>>>

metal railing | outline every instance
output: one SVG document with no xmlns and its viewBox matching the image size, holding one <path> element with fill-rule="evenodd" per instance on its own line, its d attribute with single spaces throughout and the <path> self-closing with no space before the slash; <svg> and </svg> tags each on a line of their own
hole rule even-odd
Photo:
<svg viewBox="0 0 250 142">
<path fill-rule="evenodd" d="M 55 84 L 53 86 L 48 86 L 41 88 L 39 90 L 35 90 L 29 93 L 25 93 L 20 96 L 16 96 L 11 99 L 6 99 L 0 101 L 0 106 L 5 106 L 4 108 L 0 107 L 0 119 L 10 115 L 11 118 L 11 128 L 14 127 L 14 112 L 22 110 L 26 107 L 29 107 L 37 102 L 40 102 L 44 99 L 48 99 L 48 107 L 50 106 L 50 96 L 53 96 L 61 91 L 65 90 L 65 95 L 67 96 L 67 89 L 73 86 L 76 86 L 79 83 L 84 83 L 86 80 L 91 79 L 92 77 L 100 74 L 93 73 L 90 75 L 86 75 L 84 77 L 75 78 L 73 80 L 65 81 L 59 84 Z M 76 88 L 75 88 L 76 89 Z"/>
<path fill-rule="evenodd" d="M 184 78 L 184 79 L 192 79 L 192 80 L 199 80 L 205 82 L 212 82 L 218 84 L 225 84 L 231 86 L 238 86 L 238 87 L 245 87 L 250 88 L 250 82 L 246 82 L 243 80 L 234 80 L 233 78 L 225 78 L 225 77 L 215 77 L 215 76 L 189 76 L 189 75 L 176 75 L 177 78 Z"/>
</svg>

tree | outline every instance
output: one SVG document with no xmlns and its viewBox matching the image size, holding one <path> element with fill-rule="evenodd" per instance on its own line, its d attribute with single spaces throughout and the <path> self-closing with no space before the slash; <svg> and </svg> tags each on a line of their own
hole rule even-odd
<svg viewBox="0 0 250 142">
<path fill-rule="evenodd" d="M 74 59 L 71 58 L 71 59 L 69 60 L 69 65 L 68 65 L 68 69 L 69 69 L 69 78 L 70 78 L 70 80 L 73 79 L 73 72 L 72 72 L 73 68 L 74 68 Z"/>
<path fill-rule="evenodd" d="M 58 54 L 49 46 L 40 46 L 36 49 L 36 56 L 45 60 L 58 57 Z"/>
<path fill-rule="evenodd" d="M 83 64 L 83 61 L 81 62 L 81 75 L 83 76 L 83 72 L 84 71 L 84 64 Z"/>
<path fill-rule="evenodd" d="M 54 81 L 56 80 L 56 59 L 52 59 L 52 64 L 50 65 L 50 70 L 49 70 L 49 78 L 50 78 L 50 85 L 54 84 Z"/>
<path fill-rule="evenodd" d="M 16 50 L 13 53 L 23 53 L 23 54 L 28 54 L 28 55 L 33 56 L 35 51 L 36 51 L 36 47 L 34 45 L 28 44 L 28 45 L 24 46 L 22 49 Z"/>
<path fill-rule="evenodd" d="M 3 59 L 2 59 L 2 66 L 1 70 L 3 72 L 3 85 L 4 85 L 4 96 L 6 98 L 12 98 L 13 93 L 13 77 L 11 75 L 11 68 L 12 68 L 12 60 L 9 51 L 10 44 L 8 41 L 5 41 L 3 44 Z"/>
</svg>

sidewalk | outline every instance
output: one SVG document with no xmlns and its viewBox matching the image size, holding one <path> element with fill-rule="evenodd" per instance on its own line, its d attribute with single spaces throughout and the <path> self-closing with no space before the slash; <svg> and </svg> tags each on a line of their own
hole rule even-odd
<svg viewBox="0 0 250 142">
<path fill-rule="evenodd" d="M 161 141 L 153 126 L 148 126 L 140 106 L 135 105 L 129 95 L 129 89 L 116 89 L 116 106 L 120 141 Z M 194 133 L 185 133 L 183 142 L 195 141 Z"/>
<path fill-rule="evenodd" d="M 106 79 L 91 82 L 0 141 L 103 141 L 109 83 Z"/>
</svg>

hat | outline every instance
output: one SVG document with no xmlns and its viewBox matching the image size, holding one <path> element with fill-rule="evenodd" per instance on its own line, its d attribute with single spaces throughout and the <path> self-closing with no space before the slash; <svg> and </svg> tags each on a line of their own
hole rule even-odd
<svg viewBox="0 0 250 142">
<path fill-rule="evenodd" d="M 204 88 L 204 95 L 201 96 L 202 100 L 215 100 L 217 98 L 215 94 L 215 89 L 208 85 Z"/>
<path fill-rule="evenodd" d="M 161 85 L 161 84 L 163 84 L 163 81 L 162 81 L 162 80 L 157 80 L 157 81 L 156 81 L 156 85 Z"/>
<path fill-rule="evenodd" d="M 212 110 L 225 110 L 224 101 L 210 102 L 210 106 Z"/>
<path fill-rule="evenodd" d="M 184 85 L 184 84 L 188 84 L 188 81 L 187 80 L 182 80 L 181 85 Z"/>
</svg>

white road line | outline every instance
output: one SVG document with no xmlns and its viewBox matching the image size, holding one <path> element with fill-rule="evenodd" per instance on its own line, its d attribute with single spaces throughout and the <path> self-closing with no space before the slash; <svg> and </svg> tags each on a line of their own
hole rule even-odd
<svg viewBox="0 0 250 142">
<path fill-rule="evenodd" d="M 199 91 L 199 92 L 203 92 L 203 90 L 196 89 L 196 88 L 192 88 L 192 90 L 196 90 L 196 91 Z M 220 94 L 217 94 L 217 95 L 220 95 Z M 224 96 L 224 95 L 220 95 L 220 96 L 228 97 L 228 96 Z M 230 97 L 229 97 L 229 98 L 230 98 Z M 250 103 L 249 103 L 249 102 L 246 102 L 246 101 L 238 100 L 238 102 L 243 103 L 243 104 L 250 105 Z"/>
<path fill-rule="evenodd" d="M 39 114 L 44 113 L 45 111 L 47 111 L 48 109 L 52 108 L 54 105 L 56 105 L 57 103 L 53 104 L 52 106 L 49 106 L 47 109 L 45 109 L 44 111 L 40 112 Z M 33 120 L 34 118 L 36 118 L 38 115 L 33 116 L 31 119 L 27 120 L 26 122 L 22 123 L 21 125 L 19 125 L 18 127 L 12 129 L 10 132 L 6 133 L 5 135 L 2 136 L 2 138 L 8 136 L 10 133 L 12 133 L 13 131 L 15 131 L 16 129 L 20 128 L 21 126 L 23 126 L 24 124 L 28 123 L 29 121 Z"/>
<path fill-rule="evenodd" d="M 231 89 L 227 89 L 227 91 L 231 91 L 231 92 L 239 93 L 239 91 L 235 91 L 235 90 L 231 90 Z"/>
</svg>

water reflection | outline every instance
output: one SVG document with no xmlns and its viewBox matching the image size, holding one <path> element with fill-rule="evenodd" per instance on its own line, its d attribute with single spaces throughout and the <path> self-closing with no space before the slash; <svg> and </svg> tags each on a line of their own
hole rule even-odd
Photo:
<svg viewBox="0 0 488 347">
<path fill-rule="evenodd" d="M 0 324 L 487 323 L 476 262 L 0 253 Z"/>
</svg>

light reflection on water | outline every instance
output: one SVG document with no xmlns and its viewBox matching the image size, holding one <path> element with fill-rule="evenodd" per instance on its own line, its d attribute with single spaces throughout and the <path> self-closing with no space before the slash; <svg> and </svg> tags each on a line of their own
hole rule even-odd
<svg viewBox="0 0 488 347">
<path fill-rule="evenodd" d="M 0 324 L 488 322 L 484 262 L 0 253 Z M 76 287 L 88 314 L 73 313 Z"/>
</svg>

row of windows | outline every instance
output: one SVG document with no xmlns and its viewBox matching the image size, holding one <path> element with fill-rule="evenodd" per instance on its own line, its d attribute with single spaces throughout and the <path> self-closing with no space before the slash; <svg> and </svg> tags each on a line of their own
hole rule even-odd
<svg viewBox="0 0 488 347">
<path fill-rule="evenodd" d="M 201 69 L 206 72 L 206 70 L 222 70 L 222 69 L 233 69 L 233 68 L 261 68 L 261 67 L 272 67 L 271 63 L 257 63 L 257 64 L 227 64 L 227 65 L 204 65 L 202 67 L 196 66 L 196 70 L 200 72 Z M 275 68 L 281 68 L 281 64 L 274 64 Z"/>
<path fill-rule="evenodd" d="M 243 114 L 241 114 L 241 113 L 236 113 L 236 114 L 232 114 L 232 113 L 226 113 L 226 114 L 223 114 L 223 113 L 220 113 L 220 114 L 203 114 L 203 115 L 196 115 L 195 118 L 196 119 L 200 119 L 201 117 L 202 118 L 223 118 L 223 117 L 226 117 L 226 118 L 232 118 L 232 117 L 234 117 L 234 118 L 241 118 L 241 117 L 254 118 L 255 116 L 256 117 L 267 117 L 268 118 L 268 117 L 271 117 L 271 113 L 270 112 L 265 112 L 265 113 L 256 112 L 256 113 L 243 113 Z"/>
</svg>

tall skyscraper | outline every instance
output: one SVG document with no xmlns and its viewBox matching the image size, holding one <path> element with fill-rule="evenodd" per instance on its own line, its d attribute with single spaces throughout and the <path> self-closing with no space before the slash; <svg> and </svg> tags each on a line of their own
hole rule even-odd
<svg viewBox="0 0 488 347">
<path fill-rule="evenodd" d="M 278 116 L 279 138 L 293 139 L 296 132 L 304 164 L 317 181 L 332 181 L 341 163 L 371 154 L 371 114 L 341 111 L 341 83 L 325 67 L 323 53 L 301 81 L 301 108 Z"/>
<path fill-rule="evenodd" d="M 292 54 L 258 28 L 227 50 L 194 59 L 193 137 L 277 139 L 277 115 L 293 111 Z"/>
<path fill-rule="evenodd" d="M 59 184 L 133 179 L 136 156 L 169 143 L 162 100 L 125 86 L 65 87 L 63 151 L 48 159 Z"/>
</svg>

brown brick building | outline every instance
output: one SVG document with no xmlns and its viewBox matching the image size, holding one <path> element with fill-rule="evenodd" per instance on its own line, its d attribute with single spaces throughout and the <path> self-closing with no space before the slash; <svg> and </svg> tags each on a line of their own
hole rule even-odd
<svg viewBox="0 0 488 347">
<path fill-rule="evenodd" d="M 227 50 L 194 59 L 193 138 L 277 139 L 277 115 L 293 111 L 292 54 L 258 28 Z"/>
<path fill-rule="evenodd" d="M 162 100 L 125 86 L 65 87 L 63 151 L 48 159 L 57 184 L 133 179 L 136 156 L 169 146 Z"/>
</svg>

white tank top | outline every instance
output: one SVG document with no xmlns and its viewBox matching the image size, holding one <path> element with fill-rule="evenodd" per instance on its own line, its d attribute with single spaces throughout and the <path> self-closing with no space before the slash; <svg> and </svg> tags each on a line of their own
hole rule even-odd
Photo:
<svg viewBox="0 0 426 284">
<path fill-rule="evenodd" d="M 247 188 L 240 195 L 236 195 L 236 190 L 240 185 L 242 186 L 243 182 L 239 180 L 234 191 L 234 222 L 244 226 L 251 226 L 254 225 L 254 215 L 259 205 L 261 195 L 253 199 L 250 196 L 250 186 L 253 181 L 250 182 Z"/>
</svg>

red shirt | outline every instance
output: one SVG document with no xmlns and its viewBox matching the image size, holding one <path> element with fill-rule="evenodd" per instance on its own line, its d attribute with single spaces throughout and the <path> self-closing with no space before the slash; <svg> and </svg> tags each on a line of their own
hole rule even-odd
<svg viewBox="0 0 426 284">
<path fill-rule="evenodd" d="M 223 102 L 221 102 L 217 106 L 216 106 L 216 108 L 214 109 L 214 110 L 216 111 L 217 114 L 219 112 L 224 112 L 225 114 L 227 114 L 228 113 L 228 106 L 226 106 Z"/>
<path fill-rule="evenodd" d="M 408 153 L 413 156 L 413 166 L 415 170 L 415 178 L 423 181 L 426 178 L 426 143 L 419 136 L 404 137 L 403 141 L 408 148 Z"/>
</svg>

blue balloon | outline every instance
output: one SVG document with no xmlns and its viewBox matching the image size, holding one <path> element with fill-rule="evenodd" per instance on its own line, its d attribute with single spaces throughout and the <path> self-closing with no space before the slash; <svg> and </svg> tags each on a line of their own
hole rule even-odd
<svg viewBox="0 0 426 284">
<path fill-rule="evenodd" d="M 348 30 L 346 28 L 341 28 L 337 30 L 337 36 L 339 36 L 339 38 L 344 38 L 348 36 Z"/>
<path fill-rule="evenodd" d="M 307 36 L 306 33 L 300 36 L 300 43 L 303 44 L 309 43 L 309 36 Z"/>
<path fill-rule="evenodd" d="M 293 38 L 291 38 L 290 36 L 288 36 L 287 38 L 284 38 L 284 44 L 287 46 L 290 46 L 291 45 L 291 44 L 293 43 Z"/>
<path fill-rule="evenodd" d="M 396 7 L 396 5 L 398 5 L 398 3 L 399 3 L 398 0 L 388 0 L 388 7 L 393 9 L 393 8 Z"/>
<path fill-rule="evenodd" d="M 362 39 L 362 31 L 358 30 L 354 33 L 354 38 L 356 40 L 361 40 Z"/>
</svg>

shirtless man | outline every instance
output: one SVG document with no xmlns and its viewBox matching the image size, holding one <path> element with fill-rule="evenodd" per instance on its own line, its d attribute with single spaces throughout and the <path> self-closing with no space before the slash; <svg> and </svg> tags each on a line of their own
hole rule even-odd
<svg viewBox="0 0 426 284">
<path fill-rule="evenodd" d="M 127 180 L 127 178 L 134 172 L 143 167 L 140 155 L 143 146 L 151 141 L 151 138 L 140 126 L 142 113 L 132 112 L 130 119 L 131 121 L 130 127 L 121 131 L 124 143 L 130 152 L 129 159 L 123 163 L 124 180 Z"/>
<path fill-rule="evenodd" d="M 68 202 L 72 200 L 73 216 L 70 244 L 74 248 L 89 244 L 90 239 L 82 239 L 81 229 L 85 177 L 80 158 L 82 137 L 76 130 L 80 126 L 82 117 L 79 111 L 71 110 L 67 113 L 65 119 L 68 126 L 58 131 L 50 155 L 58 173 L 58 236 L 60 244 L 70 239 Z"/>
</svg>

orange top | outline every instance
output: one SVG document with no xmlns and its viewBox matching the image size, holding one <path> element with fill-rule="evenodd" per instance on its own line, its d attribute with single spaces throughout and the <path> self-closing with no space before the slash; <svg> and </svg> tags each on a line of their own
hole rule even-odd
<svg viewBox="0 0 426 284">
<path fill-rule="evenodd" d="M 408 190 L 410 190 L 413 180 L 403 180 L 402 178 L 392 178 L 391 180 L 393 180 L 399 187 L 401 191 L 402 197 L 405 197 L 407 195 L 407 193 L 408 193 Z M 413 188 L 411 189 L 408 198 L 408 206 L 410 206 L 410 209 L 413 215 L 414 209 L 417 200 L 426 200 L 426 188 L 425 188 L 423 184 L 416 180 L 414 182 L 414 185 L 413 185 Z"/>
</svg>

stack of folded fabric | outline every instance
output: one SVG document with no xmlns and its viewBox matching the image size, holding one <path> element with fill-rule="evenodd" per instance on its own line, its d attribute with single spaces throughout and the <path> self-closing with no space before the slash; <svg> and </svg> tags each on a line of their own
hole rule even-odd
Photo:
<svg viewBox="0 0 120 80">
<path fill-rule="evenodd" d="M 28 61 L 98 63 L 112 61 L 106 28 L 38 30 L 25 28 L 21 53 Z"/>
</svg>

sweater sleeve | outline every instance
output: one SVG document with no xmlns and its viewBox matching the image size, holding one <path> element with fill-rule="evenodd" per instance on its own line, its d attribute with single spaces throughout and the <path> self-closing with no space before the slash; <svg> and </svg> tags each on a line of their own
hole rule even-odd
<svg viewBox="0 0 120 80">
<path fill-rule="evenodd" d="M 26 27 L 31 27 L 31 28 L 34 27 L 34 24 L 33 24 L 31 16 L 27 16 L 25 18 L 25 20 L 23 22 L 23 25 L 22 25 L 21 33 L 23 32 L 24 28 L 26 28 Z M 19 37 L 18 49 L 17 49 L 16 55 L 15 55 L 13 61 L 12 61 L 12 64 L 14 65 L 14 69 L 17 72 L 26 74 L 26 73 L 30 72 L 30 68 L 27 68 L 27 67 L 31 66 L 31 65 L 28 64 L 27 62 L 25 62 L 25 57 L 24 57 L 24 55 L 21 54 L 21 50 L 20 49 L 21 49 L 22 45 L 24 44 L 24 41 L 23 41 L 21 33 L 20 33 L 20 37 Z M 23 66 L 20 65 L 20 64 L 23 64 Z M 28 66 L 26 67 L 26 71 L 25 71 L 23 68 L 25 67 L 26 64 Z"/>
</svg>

<<<

◆ Task prompt:
Begin with the line that contains "stack of folded" and set down each line exactly until the records above end, including the final line.

◆ Result of this exercise:
stack of folded fabric | outline every instance
output: one SVG document with no xmlns and its viewBox matching the image size, holding one <path> element with fill-rule="evenodd" per instance on its own line, its d attribute with single spaces throughout and the <path> self-closing with no space before the slash; <svg> and </svg> tags each on a line of their own
hole rule even-odd
Photo:
<svg viewBox="0 0 120 80">
<path fill-rule="evenodd" d="M 28 61 L 98 63 L 112 61 L 106 28 L 38 30 L 25 28 L 21 53 Z"/>
</svg>

sweater sleeve | outline every instance
output: one SVG document with no xmlns and its viewBox matching the image size, holding one <path> element with fill-rule="evenodd" per instance on its own line, its d attribute with single spaces throughout and the <path> self-closing with no space before the slash; <svg> and </svg> tags each on a line of their own
hole rule even-odd
<svg viewBox="0 0 120 80">
<path fill-rule="evenodd" d="M 26 27 L 31 27 L 31 28 L 34 27 L 34 24 L 33 24 L 31 16 L 27 16 L 25 18 L 25 20 L 23 22 L 23 25 L 22 25 L 21 33 L 23 32 L 24 28 L 26 28 Z M 19 37 L 18 49 L 17 49 L 16 55 L 15 55 L 13 61 L 12 61 L 12 64 L 14 65 L 14 69 L 17 72 L 26 74 L 26 73 L 30 72 L 30 68 L 27 68 L 27 67 L 31 66 L 31 65 L 28 64 L 27 62 L 25 62 L 25 57 L 24 57 L 24 55 L 21 54 L 21 50 L 20 49 L 21 49 L 22 45 L 24 44 L 24 41 L 23 41 L 21 33 L 20 33 L 20 37 Z M 23 66 L 20 65 L 20 64 L 23 64 Z M 28 66 L 26 67 L 26 71 L 25 71 L 23 68 L 25 67 L 26 64 Z"/>
</svg>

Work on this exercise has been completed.